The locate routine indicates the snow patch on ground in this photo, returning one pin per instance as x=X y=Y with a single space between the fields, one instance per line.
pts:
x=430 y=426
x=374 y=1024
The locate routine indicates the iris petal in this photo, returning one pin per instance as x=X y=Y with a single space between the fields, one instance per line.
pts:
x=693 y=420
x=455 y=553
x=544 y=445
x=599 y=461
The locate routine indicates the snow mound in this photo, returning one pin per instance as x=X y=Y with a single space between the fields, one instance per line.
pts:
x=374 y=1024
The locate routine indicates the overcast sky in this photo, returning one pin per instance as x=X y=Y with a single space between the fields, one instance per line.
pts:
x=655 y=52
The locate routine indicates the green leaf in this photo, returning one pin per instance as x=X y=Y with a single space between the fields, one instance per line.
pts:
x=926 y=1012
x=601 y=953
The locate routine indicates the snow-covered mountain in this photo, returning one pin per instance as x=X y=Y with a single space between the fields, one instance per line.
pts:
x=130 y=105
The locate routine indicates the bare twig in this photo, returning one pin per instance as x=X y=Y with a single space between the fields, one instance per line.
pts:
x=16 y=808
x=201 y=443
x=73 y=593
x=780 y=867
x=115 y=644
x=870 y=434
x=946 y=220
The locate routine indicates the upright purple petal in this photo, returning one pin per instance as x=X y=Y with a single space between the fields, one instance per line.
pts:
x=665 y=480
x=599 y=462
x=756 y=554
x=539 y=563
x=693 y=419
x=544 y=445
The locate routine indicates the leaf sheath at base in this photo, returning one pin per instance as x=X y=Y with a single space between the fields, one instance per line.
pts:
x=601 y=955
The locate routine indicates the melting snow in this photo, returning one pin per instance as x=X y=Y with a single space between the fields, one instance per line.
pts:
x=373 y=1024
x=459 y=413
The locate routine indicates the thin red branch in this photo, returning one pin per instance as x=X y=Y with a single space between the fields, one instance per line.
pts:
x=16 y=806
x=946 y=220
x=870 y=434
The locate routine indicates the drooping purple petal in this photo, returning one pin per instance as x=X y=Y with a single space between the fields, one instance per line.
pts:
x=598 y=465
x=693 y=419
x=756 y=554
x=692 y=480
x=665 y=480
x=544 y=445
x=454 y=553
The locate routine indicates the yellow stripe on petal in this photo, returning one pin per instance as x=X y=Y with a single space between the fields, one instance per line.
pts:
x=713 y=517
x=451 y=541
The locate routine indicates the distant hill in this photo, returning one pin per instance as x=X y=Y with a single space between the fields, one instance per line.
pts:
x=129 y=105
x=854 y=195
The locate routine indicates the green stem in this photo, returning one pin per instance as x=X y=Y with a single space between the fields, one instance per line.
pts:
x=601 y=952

#####

*What is being asked*
Retype the listing above, starting with its first line and continuing through the line containing "x=599 y=461", keeping every line unchanged.

*Answer to the problem*
The locate routine indicates the snow patch on ground in this photo, returning one pin per instance as x=X y=Y with a single space between the fields, one instance per line.
pts:
x=430 y=426
x=374 y=1024
The locate routine indicates the iris petal in this photo, returning one pin per instance as x=X y=Y with a single space between the fields, one instance per line.
pts:
x=693 y=420
x=455 y=553
x=544 y=445
x=599 y=461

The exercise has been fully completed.